## [PROBLEM STATEMENT]
Write what comes next in the text on Pengrowth's 2016 capital program and outlook, picking up after its final sentence.

## [TEXT PASSAGE]
* START *

Pengrowth's 2016 capital program has no capital allocated for drilling but will allocate some minor capital to advance long-term projects, namely at Lindbergh and Bernadet, as these projects represent excellent low cost opportunities for longer-term production growth. The bulk of Pengrowth's 2016 capital program will be earmarked for safety, asset integrity and maintenance programs.

The 2016 capital budget was conservatively based on the assumption of an average WTI crude oil price of US $30.00 per bbl, an AECO natural gas price of Cdn $2.40 per Mcf, WTI/WCS heavy oil differential of US$12.60 per bbl and a $0.70 US/Cdn exchange rate.

2016 Forecast Guidance Summary

The following is a summary of Pengrowth's 2016 guidance and does not reflect any anticipated acquisition or divestment activity. Certain guidance estimates may fluctuate with changes in commodity prices.

----------------------------------------------------------------------------
Average daily production volume (boe per day)             59,000 to 61,000
Total capital expenditures ($ millions)                       60 to 70
Royalties(1) (% of sales)                                      7 to 8
Net operating costs ($ per boe)(2)                         15.25 to 16.25
Cash G & A expense ($ per boe)(2)                           2.75 to 3.25
----------------------------------------------------------------------------
(1) Royalties are before impacts of commodity risk management activities
(2) Per boe estimates based on high and low ends of production guidance
(3) Guidance based on US $30.00/bbl, an AECO natural gas price of Cdn
    $2.40/Mcf, WTI/WCS heavy oil differential of US$12.60/bbl and a $0.70
    US/Cdn exchange rate.

Outlook

Debt Repayment Strategy

Pengrowth is committed to ensuring its financial flexibility in 2016 and expects to direct all excess cash flow from its hedging program, disposition proceeds, and funds flow from operations towards reducing its outstanding debt position.

NYSE Continued Listing Standard Notification

With respect to the previously announced notice from the NYSE that was received on October 29, 2015, the trading price of Pengrowth's shares fell below the minimum trading price of US$1.00 for a consecutive 30 trading-day period on that exchange. The effect of this is that the shares will be delisted from that exchange if the share price does not recover by the end of April or if the Company does not complete a plan to resolve this issue, such as a share consolidation. The Company's current intention is to not consolidate the shares to resolve this issue.

* END *

## [EXTRACTED MATERIAL]
* START *

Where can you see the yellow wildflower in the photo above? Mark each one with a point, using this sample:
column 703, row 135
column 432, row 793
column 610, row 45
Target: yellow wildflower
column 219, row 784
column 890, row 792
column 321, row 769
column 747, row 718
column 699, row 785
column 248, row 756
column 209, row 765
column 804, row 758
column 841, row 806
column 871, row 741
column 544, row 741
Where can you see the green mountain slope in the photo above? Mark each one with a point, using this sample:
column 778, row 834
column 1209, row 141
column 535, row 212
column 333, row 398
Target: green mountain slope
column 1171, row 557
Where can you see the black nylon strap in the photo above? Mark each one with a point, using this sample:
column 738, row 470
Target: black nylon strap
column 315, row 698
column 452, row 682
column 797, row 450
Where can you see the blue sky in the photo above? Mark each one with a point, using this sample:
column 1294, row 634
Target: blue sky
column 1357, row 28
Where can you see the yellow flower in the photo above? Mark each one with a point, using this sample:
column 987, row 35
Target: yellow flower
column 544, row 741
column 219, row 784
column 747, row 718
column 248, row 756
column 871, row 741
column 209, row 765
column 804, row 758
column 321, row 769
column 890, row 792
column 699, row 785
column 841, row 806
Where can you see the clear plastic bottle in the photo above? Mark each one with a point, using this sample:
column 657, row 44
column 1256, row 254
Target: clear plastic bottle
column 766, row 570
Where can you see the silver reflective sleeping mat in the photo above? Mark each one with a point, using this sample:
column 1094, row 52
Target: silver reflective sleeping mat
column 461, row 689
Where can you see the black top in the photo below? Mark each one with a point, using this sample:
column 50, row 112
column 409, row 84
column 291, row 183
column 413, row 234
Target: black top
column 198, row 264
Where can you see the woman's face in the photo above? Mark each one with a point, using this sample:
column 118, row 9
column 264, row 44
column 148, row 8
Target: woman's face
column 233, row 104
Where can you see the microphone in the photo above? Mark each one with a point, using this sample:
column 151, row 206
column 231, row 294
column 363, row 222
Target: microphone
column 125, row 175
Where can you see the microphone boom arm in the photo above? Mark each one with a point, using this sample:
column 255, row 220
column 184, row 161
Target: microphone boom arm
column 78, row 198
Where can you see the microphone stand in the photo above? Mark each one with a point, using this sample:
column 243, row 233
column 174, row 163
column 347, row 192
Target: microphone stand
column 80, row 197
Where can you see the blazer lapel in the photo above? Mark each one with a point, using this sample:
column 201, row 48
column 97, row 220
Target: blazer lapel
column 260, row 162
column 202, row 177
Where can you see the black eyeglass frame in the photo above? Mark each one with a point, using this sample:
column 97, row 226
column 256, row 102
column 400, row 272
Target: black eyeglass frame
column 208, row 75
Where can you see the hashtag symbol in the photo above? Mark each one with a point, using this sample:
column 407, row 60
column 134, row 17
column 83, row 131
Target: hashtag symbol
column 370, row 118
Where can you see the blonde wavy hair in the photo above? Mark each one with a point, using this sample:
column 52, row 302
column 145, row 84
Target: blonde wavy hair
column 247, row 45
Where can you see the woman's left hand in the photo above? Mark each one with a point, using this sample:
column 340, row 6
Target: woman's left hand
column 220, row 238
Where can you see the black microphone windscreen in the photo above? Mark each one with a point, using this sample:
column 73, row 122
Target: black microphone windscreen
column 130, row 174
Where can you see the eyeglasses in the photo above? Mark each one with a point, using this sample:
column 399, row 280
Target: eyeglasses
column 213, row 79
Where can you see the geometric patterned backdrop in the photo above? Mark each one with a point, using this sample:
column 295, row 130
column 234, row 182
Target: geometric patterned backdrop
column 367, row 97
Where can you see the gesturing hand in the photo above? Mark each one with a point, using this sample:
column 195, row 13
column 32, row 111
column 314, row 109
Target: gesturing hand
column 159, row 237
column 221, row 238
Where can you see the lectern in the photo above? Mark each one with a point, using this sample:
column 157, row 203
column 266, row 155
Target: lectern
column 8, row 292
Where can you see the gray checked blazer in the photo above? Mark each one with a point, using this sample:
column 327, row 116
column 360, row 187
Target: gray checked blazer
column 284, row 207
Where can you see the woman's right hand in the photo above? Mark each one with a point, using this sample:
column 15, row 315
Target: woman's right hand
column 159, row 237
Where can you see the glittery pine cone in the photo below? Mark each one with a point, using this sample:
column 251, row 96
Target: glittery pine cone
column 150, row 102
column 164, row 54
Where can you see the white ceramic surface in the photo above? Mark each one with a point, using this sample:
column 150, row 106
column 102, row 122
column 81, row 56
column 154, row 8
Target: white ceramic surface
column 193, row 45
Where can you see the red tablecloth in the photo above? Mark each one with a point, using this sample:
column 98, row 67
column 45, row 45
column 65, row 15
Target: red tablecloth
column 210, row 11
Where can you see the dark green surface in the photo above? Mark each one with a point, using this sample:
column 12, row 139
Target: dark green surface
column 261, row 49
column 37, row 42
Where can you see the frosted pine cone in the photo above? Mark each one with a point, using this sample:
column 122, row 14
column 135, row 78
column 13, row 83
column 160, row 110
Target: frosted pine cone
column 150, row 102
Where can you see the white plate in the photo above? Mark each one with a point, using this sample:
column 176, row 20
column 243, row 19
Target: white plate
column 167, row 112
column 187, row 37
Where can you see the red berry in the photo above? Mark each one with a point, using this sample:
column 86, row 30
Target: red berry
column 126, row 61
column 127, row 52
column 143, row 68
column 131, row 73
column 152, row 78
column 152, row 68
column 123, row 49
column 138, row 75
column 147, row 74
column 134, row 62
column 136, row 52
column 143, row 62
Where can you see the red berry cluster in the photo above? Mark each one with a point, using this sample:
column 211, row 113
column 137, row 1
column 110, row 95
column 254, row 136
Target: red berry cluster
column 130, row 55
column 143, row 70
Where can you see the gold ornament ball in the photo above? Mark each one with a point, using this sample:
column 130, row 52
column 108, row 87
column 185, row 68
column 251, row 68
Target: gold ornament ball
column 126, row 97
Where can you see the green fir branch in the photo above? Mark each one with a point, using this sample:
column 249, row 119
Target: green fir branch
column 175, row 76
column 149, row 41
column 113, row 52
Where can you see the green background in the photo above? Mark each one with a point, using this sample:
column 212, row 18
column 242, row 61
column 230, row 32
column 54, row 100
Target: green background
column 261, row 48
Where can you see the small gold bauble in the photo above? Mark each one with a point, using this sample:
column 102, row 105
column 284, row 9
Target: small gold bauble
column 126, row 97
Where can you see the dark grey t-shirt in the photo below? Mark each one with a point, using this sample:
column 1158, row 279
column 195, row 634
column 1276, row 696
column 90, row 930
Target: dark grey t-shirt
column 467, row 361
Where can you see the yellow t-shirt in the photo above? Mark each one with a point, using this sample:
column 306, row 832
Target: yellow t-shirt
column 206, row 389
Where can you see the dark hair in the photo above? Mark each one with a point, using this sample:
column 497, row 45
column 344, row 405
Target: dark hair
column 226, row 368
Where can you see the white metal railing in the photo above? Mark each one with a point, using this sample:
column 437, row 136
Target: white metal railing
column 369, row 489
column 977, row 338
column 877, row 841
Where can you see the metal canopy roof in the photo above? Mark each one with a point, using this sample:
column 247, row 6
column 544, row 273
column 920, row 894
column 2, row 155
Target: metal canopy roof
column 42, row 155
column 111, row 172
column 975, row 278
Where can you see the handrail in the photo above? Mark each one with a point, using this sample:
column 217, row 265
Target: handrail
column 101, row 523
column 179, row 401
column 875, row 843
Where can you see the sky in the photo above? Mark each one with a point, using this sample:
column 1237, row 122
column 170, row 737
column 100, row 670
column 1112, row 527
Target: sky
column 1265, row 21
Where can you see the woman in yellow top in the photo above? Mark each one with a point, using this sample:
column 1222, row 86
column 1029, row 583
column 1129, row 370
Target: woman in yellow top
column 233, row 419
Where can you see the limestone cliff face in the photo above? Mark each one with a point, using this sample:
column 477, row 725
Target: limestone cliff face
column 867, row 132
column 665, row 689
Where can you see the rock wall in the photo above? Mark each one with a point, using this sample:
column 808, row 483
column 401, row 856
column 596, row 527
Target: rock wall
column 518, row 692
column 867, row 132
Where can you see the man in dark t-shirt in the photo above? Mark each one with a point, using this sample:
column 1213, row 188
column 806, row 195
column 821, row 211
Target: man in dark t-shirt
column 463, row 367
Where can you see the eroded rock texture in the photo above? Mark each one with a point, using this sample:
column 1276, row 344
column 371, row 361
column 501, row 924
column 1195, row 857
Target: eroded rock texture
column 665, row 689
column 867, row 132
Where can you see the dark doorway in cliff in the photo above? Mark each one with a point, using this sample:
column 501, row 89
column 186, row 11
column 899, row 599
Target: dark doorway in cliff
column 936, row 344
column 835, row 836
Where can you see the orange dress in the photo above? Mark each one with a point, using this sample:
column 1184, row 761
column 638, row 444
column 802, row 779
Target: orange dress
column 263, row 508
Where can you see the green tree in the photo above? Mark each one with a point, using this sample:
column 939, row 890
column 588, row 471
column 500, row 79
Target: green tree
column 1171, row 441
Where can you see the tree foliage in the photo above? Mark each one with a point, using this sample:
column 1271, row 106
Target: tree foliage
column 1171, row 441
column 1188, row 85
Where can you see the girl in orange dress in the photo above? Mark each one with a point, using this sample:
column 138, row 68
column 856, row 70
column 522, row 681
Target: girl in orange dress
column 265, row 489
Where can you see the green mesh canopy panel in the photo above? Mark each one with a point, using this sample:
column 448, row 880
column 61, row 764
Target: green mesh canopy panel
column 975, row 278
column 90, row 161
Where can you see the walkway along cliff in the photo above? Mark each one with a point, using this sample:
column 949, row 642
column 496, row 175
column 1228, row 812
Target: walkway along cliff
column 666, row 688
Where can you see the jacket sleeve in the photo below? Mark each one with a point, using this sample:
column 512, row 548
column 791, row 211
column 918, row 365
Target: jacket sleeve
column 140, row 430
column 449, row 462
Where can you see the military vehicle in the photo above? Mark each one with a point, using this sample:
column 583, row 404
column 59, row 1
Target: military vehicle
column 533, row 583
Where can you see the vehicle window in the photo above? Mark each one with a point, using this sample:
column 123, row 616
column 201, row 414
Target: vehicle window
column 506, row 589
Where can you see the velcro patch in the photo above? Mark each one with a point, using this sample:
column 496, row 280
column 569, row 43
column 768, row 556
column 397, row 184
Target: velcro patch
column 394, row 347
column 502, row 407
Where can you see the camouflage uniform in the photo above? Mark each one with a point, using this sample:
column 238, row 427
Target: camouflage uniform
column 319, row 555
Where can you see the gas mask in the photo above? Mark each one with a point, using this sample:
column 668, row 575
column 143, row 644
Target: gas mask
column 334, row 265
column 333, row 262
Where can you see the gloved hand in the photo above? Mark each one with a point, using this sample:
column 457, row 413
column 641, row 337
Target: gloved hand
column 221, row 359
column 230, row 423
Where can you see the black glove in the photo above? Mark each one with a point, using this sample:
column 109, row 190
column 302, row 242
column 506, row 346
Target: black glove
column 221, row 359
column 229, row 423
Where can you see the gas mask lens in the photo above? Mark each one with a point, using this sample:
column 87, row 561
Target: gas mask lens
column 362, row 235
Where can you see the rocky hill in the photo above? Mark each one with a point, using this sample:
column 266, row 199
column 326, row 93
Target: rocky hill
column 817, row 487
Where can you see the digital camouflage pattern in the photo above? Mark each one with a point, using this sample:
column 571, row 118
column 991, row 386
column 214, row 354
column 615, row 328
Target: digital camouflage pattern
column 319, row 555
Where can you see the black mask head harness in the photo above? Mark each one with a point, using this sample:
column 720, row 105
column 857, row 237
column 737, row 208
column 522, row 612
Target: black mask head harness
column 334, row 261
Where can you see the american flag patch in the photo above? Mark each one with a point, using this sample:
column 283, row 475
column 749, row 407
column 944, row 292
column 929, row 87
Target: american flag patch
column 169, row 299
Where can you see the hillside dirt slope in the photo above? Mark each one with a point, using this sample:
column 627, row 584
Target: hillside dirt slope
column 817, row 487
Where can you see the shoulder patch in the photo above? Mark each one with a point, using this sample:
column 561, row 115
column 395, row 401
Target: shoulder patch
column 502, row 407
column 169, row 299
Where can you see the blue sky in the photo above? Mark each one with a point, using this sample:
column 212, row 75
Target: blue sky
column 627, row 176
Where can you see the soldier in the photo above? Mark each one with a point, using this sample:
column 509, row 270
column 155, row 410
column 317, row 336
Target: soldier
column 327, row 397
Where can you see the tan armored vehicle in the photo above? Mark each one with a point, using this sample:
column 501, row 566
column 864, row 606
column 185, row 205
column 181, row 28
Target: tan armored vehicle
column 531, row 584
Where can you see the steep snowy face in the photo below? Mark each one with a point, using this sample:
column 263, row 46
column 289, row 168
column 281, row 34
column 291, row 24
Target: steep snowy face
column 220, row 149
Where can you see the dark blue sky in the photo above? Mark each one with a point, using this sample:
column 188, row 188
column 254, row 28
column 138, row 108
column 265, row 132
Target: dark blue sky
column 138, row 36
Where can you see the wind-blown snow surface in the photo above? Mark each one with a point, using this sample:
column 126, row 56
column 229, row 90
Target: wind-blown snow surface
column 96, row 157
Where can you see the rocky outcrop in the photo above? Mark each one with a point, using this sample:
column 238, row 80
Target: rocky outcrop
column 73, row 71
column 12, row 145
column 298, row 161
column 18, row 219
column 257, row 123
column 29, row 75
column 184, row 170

* END *

## [WRITTEN ANSWER]
Given the current volatile market environment, the debt reduction, property development and disposition initiatives being pursued by the Company coupled with the belief that commodity prices will increase at some point in the future, Pengrowth is inclined to wait until the market and commodity prices stabilize to see if the share price recovers on its own.

Pengrowth can regain compliance with the NYSE minimum standard if, prior to April 30, 2016, on the last trading day of any calendar month, Pengrowth's common shares have a closing price of at least US$1.00 per share and a 30 trading-day average closing price of at least US$1.00 per share. Management of Pengrowth continues to actively monitor the share price and evaluate all available options in order to regain compliance with the NYSE's price listing standard. However, failure to meet the standard in this time period is expected to result in shares being delisted from the NYSE shortly following the end of April 2016. This delisting will not affect the continued listing and trading of Pengrowth's shares on the TSX. If the shares are delisted, the Company may, in the future, consider applying for a new listing on the NYSE if and when the share price stabilizes above the NYSE minimum requirements.

Pengrowth's audited Annual Financial Statements and related MD&A, as well as Pengrowth's 40-F containing the AIF dated February 24, 2016, can be viewed on Pengrowth's website at www.pengrowth.com. They are also available on SEDAR at www.sedar.com and on EDGAR at www.sec.gov/edgar.shtml. Hard copies of Pengrowth's complete Annual Report can also be requested free of charge by contacting Pengrowth Investor Relations at

investorrelations@pengrowth.com.

Conference call:

Pengrowth will host a conference call and listen only audio webcast beginning at 6:30 A.M. Mountain Time (MT) on Thursday, February 25, during which management will review Pengrowth's results and respond to questions from the analyst community.

To ensure timely participation in the teleconference, callers are encouraged to dial in 10 minutes prior to the start of the call to register.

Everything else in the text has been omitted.